WHAT IS BEING ASKED
Please show every line of the material below that contains the word "green", copying each line unchanged.
──────── DATA PROVIDED
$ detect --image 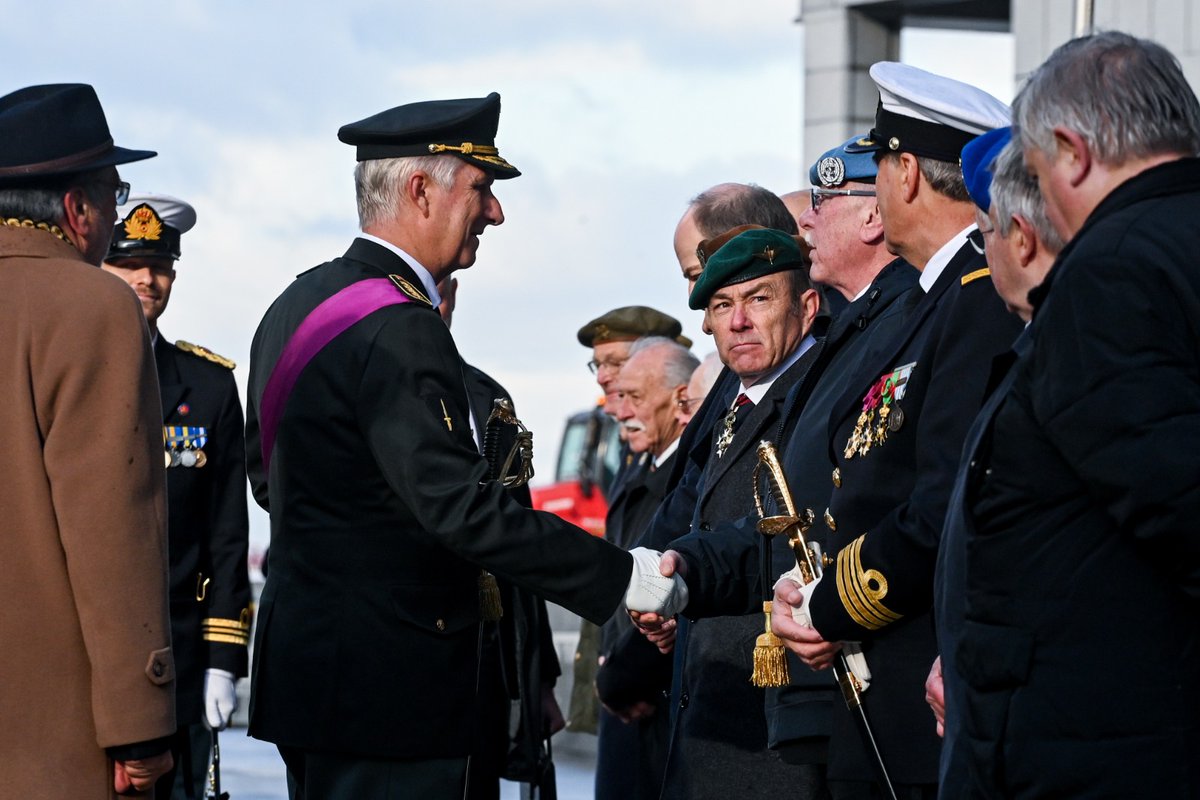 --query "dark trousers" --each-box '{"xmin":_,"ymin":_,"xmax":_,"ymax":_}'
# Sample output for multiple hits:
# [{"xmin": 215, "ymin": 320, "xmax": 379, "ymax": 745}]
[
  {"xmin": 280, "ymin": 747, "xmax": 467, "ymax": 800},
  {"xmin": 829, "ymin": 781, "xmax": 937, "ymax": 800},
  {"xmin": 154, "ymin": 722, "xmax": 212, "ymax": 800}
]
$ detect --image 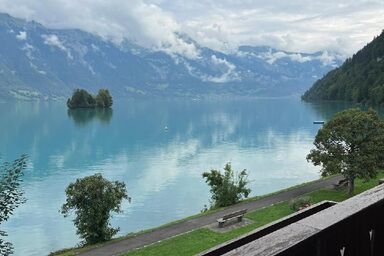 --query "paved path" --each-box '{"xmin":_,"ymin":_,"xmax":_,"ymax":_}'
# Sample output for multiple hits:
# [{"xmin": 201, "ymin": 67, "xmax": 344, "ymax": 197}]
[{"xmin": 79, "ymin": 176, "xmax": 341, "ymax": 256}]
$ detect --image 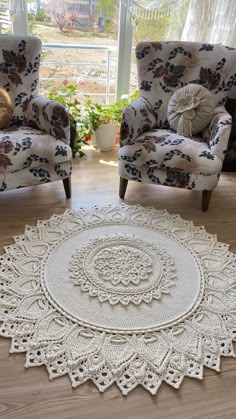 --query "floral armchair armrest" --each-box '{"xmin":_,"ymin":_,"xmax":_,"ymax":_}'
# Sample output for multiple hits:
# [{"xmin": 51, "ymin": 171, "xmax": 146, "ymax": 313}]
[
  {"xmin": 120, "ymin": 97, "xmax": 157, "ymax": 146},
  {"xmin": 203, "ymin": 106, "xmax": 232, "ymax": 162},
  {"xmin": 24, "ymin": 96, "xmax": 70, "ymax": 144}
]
────────────────
──────── DATA PROVIDED
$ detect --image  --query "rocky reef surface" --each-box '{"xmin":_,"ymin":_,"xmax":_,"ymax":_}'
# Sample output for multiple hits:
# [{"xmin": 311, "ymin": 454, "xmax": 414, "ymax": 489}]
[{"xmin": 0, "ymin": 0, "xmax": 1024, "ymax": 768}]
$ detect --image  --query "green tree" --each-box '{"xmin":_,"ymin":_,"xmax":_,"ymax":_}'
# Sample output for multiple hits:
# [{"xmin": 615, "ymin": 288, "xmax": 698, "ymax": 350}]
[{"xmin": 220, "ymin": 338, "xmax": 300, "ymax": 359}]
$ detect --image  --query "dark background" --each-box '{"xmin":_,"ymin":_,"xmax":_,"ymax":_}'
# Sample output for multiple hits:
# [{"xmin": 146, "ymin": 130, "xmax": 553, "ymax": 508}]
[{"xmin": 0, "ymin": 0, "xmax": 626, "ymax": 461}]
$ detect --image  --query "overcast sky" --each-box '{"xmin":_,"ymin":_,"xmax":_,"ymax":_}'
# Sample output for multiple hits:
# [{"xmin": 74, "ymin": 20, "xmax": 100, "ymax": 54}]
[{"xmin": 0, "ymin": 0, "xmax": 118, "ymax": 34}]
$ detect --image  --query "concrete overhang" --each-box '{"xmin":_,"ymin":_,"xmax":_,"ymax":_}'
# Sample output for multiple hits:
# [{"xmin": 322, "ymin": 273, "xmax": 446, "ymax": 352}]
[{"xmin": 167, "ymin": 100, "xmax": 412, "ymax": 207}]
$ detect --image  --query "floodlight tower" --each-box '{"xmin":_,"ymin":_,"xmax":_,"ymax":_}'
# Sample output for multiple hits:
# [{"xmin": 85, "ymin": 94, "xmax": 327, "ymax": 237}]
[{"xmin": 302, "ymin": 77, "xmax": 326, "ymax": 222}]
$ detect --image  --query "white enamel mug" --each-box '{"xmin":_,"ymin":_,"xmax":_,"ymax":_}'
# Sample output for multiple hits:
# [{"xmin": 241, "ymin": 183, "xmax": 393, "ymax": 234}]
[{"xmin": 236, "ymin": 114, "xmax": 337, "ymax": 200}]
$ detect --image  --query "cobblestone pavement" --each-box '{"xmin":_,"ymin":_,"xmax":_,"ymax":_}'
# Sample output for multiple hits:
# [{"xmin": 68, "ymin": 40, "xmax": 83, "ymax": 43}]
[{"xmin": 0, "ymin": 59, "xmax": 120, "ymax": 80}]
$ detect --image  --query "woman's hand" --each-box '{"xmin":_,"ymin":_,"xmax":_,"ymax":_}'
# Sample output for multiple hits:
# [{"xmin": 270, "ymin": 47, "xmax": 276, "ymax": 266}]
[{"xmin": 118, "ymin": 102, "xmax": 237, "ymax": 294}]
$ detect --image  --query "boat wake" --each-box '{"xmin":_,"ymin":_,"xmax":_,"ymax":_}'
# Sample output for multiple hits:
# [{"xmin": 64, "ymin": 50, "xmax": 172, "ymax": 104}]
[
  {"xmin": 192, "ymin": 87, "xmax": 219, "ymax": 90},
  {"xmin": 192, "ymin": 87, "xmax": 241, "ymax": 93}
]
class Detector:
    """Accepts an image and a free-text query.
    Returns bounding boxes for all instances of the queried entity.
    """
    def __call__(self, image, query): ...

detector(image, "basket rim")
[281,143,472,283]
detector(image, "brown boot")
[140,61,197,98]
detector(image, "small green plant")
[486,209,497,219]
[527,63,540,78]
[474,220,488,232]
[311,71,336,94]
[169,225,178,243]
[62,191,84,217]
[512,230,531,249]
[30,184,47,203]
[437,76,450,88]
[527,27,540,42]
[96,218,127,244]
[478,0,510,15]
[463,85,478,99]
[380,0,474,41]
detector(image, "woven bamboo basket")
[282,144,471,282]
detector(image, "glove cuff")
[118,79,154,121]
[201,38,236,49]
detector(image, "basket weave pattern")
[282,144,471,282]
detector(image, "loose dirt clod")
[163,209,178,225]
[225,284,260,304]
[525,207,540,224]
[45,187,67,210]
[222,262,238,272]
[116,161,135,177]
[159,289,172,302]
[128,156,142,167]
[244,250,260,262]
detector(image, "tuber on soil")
────────────────
RESPONSE
$ detect --image  --query "green tree" --each-box '{"xmin":_,"ymin":_,"xmax":_,"ymax":_}'
detector(image, "small green plant")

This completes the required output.